:: SHORT PROBLEM 1 ::
Repeat the stretch of the Kashmir protest article from "It’s a gloomy" through "of the gun." word for word.
:: SHORT PROBLEM 2 ::
Condense the paragraph of the Kashmir protest article that begins "Young people are at the forefront" into a short bulleted list that keeps its main facts.
:: SHORT PROBLEM 3 ::
List every disruption that the Kashmir protest article says can erase any semblance of normalcy.

:: SOURCE EXTRACT ::
####
Deepening Resolve against India
By Fahad Shah
Talk to the young protesters in Indian-administered Kashmir today, and you will find more than the familiar slogans against India.
Young people are at the forefront of every protest, gathering in the hundreds and thousands to shout against Indian rule and throw stones at the soldiers. Streets are dotted with anti-Indian graffiti, much of it defaced by soldiers. When news of a gunfight between soldiers and rebels breaks out, the young protesters race to the scene, hoping diversions will let the protesters slip away – and that the videos they'll later post online can garner wider attention for Kashmir. Many assert they have no fear of death, if that's what it comes to.
It’s a gloomy illustration of many civilians’ increasing support for insurgents – an increasing challenge for India, whose harsh attempts to quell unrest seem to only feed more anger and protests. But for soldiers, protesters, and bystanders alike, the cycles of unrest and repression can erase any semblance of normalcy, amid school closures, internet blackouts, and curfews.
Between January and April alone, at least 14 civilians at protests were fatally shot by soldiers, according to the Jammu Kashmir Coalition of Civil Society, a human rights group based in Srinagar. But many protesters, like 20-year-old Amir Zahoor, say deaths only reinforce their community's decades-old demand for “azadi” (freedom). In their eyes, India is a tyrant occupier, ruling with the might of the gun.
“Our voice doesn’t reach the outside world; it only reaches because of stone-throwing or mujahideens [militants],” says Mr Zahoor, who says he would join the rebels if needed.
There was a time when people would run away at the sound of gunshots, Zahoor says. But now, people come out of their homes, ready to protect the rebels.
“With Allah’s will, there will be time in the coming five years when government forces will try to cordon areas but they can’t,” argues Zahoor. “Everyone will be a staunch supporter of militancy and won’t let militants die.”
####
:: RECORD EXTRACTS ::
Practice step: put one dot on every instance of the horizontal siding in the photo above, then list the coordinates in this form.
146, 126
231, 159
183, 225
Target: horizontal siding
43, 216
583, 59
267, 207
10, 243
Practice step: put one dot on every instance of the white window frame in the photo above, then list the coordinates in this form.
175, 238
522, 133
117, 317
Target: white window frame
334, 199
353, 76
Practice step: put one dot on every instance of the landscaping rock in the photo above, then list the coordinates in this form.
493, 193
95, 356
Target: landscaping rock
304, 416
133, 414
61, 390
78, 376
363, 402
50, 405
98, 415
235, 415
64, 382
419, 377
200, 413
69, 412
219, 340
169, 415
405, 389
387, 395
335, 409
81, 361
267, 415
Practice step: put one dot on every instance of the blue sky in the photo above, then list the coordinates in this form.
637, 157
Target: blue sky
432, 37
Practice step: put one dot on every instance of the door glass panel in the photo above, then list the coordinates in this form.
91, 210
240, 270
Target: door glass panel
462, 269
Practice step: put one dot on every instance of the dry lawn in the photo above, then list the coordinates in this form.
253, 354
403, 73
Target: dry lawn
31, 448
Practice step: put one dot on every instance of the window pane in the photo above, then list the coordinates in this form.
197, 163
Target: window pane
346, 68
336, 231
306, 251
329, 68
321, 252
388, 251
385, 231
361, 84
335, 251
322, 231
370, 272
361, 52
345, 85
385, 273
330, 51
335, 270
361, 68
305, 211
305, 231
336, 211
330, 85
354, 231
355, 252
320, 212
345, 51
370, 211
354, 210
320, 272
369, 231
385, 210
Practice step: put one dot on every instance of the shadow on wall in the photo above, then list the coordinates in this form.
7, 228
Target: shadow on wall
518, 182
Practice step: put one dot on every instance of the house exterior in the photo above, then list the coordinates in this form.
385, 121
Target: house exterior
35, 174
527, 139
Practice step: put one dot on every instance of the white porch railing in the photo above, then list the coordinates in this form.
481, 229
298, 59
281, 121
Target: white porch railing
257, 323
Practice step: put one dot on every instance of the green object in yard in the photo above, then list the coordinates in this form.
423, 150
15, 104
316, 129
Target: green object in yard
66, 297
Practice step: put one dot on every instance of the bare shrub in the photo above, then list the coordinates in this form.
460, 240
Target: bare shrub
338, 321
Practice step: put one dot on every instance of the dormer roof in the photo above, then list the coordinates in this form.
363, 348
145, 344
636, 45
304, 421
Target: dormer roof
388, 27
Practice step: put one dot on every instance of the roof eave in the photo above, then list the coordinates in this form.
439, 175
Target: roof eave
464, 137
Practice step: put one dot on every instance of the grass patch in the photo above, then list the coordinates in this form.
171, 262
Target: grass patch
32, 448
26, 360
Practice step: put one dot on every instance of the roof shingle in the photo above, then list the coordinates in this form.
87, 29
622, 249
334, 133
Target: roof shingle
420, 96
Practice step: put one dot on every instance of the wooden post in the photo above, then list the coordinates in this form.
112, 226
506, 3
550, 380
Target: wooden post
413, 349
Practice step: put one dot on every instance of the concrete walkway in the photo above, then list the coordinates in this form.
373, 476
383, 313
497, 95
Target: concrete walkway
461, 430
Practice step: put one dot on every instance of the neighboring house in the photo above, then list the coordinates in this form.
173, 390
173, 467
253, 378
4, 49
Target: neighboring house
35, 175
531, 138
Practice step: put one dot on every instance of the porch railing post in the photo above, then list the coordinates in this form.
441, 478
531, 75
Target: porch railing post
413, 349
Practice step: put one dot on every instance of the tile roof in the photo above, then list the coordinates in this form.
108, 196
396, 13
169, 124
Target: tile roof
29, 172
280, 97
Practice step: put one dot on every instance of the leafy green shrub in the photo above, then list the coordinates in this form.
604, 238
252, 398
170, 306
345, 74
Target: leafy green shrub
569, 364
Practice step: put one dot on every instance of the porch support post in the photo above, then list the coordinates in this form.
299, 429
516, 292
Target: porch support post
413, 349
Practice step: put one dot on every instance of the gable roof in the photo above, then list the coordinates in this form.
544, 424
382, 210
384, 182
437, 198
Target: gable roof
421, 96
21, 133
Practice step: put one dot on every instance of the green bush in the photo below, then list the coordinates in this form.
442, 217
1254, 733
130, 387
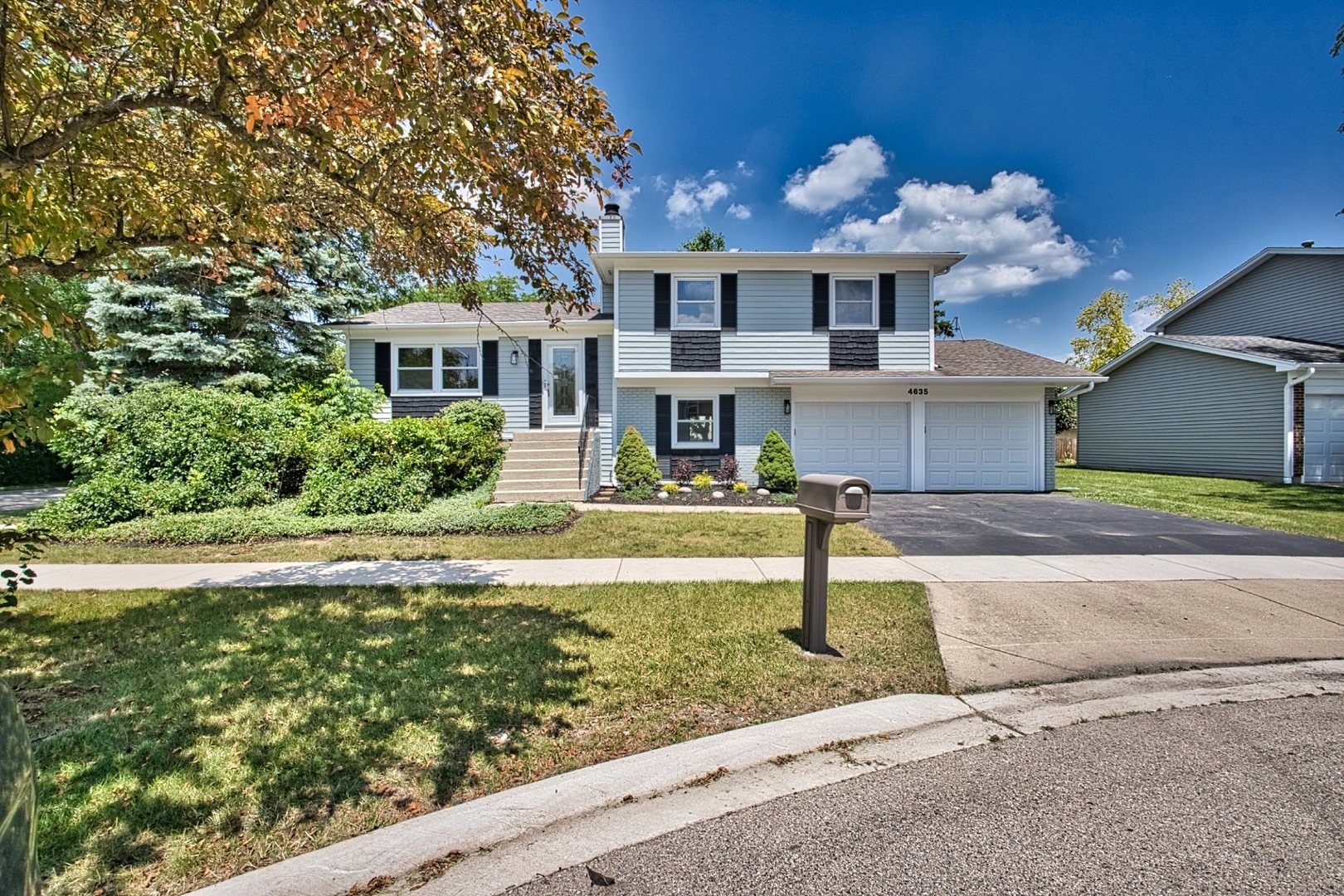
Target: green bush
776, 464
488, 416
373, 466
635, 464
####
:: FULL ANSWER 1 ::
It’s a gloomy illustration of many civilians’ increasing support for insurgents – an increasing challenge for India, whose harsh attempts to quell unrest seem to only feed more anger and protests. But for soldiers, protesters, and bystanders alike, the cycles of unrest and repression can erase any semblance of normalcy, amid school closures, internet blackouts, and curfews.
Between January and April alone, at least 14 civilians at protests were fatally shot by soldiers, according to the Jammu Kashmir Coalition of Civil Society, a human rights group based in Srinagar. But many protesters, like 20-year-old Amir Zahoor, say deaths only reinforce their community's decades-old demand for “azadi” (freedom). In their eyes, India is a tyrant occupier, ruling with the might of the gun.

:: FULL ANSWER 2 ::
- Young people lead every protest, gathering by the hundreds and thousands to shout against Indian rule and throw stones at soldiers.
- Anti-Indian graffiti covers the streets, and soldiers have defaced much of it.
- When a gunfight between soldiers and rebels breaks out, young protesters rush to the scene. They hope the diversions will let protesters slip away and that the videos they later post online will draw wider attention to Kashmir.
- Many say they do not fear death.

:: FULL ANSWER 3 ::
- School closures
- Internet blackouts
- Curfews